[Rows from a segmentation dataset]
****

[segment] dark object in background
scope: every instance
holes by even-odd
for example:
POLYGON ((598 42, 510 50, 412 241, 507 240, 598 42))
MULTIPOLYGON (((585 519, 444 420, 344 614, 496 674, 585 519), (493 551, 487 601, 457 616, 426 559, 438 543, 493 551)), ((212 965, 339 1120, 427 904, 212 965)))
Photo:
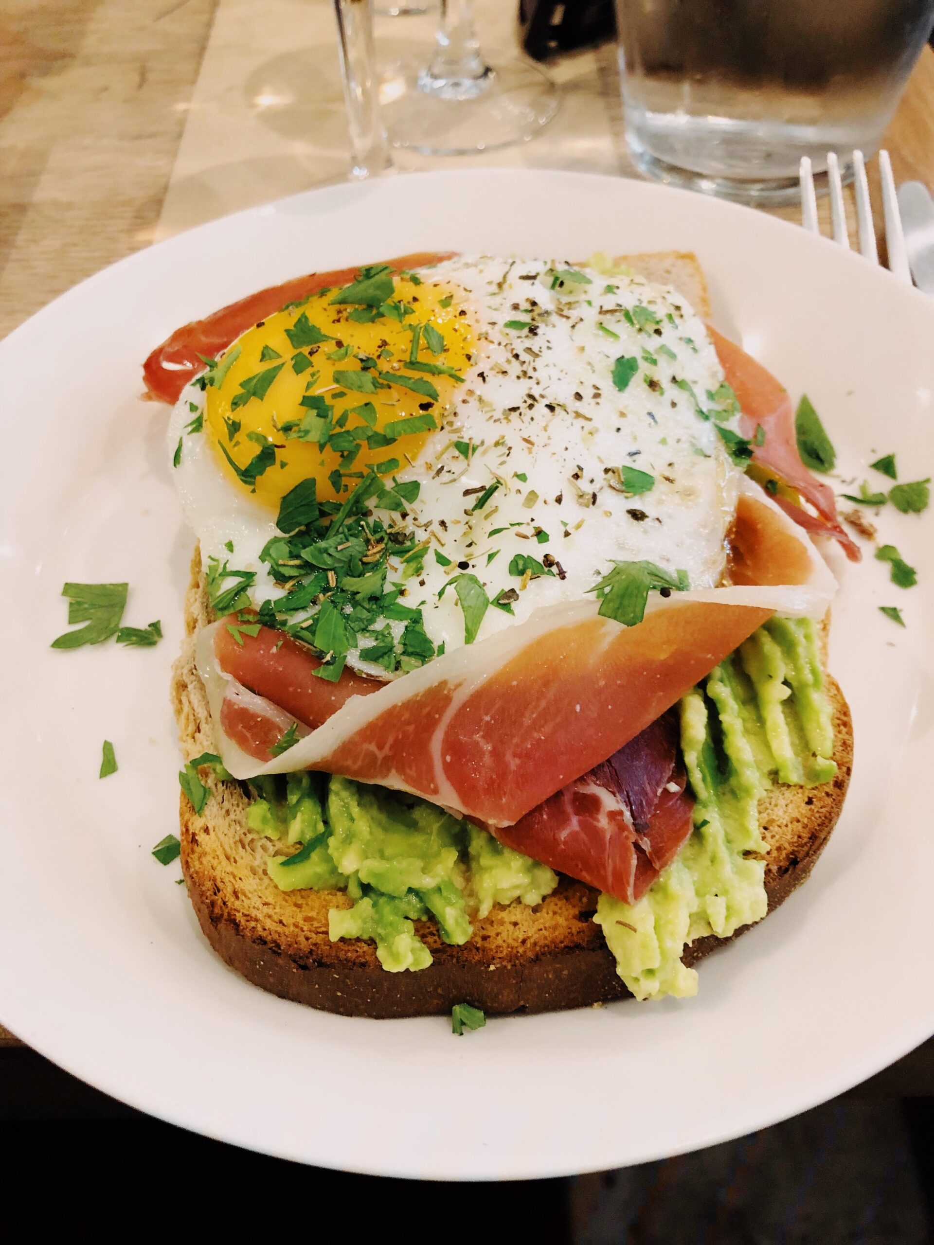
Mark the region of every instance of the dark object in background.
POLYGON ((613 0, 519 0, 522 46, 537 61, 616 35, 613 0))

****

Exercise description. Please rewrite all of the items above, swapping "dark object in background" for "shadowed shape in the distance" and keeping everything else unchanged. Leave out the pictures.

Solved problem.
[segment] shadowed shape in the distance
scope: every instance
holes by even-odd
for example:
POLYGON ((598 42, 510 50, 412 241, 507 240, 598 42))
MULTIPOLYGON (((585 519, 444 420, 344 614, 496 674, 585 519), (493 551, 487 601, 457 616, 426 559, 438 543, 493 551)), ((212 965, 339 1120, 427 904, 212 965)))
Photo:
Mark the region of every instance of the shadowed shape in the distance.
POLYGON ((613 0, 519 0, 522 46, 537 61, 616 35, 613 0))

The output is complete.